▶ Trecho do texto
---

Pomba Mundo
 
O Significado Universal
de um Velho Símbolo Cristão
 
 
Carlos Cardoso Aveline
 
 
A Teosofia do Sinal da Cruz com mold
 
 
 
Um diamante não perde seu significado, ou seu valor, por estar enterrado no solo e no barro:  tampouco o ouro ou qualquer pedra preciosa.  Assim, o fato de que algo bom seja esquecido ou ignorado  não pode diminuir o seu valor:  ao contrário, torna-o ainda mais valioso. 
 
O mesmo ocorre com a sabedoria antiga e a filosofia esotérica, que  ainda hoje dormem, em um berço nem sempre esplêndido,  sob a superfície rotineira dos dogmas cristãos da idade média.  Existe, por exemplo, uma versão esotérica, rara e esquecida da oração “Pai Nosso”, e ela foi publicada por H. P. Blavatsky no século 19. [1]
 
Vamos abordar agora o significado esotérico e profundo de outro elemento cotidiano da cristandade:  o sinal da cruz. Há séculos ele  tem sido usado em todo o mundo. Na verdade,  ele tem origem cabalística e possui um significado amplo,  filosófico, livre de qualquer relação com crenças supersticiosas.
 
Em “Ísis Sem Véu” –  uma das duas obras monumentais da filosofia esotérica – H.P. Blavatsky mostra em detalhes o processo pelo qual o cristianismo de Roma apropriou-se dos antigos conhecimentos das tradições “pagãs” de sabedoria e, em seguida, passou a perseguir estas mesmas tradições (inclusive a tradição judaica), destruindo suas obras escritas e  matando os seus mestres e alunos. Item por item, HPB vai demonstrando que a teologia romana cristã é, na verdade, “pagã”.

---

▶ Material fornecido
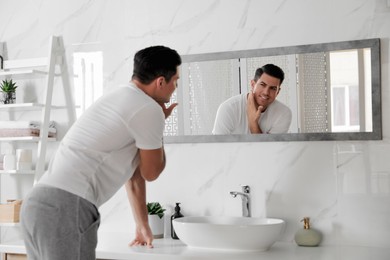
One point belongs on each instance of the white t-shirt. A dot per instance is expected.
(99, 153)
(231, 117)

---

▶ Desafio 1
Transcreva do texto sobre o sinal da cruz o trecho compreendido entre "O Significado Universal" e "ainda mais valioso.", inclusive.
▶ Desafio 2
Indique se cada afirmação concorda com o texto sobre o sinal da cruz, respondendo sim ou não e citando as palavras do texto que decidem a questão: (a) O sinal da cruz tem origem cabalística. (b) A versão esotérica do "Pai Nosso" foi publicada por H. P. Blavatsky no século 18. (c) O fato de algo bom ser esquecido diminui o seu valor.
▶ Desafio 3
Passe para o inglês esta frase do texto sobre o sinal da cruz: "Item por item, HPB vai demonstrando que a teologia romana cristã é, na verdade, “pagã”."
A listagem acima constitui um material à parte, independente do texto sobre o sinal da cruz.

▶ Resposta escrita 1
O Significado Universal
de um Velho Símbolo Cristão
 
 
Carlos Cardoso Aveline
 
 
A Teosofia do Sinal da Cruz com mold
 
 
 
Um diamante não perde seu significado, ou seu valor, por estar enterrado no solo e no barro:  tampouco o ouro ou qualquer pedra preciosa.  Assim, o fato de que algo bom seja esquecido ou ignorado  não pode diminuir o seu valor:  ao contrário, torna-o ainda mais valioso.

▶ Resposta escrita 2
(a) Sim: "ele tem origem cabalística".
(b) Não: "ela foi publicada por H. P. Blavatsky no século 19".
(c) Não: "não pode diminuir o seu valor".

▶ Resposta escrita 3
Item by item, HPB goes on to show that Roman Christian theology is, in fact, "pagan."